Text block:
- Opening Delimiter -
This study explored the use of a Lean daily management system (DMS) for COVID-19 response and recovery in U.S. hospitals and health systems. Originally developed in manufacturing, Lean is an evidence-based approach to quality and process improvement in healthcare. Although Lean has been studied in individual hospital units and outpatient practices, it has not been examined as a whole system response to crisis events.
We conducted qualitative interviews with 46 executive leaders, clinical leaders, and frontline staff in four hospitals and health systems across the United States. We developed a semistructured interview guide to understand DMS implementation in these care delivery organizations. As interviews took place 6–8 months following the onset of the pandemic, a subset of our interview questions centered on DMS use to meet the demands of COVID-19. Based on a deductive approach to qualitative analysis, we identified clusters of themes that described how DMS facilitated rapid system response to the public health emergency.
- Closing Delimiter -
Natural-language region descriptions:
- Opening Delimiter -
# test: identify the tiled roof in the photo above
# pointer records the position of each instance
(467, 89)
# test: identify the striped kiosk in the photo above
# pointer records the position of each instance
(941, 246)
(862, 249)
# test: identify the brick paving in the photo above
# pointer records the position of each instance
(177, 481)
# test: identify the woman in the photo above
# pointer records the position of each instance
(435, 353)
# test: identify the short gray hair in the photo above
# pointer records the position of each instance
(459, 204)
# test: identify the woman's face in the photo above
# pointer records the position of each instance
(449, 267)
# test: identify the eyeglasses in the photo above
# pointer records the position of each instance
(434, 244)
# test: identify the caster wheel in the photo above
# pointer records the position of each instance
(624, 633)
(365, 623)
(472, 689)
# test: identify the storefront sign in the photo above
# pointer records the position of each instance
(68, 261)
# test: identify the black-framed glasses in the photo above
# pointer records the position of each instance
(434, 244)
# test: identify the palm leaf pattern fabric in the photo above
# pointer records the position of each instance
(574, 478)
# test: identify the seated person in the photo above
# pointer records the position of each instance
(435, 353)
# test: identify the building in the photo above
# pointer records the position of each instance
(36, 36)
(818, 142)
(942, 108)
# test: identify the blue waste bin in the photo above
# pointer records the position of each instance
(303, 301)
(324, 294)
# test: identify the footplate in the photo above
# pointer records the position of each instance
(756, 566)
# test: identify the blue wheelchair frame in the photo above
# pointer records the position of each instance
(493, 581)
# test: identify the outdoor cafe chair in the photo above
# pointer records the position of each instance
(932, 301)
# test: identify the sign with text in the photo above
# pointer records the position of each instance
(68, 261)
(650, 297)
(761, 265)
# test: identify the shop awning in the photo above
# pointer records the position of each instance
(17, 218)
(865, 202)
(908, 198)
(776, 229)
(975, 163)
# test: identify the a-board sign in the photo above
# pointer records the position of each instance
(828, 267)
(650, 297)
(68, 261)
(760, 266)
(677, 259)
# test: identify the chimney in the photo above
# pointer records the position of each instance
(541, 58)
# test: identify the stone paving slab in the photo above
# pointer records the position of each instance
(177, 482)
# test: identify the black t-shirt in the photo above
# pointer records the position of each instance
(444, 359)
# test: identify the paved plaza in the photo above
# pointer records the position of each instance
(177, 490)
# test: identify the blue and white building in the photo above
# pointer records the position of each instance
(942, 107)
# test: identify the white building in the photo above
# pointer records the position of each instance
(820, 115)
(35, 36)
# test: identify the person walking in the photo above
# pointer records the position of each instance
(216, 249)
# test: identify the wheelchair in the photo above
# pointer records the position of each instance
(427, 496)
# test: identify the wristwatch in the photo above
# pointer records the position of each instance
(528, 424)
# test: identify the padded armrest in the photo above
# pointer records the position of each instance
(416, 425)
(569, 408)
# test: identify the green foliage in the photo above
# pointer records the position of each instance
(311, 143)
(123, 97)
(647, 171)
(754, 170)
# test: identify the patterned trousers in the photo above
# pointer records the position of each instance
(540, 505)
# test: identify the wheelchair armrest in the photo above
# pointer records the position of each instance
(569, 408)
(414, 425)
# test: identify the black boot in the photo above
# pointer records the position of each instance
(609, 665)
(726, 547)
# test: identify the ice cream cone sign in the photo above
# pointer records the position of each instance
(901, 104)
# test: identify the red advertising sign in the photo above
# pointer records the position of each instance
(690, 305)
- Closing Delimiter -
Work instructions:
(A) According to the study summary, how many months after the onset of the pandemic did the interviews take place?
(B) Repeat the study summary word for word from "This study explored" to "to crisis events.".

Set of answers:
(A) 6–8 months

(B)
This study explored the use of a Lean daily management system (DMS) for COVID-19 response and recovery in U.S. hospitals and health systems. Originally developed in manufacturing, Lean is an evidence-based approach to quality and process improvement in healthcare. Although Lean has been studied in individual hospital units and outpatient practices, it has not been examined as a whole system response to crisis events.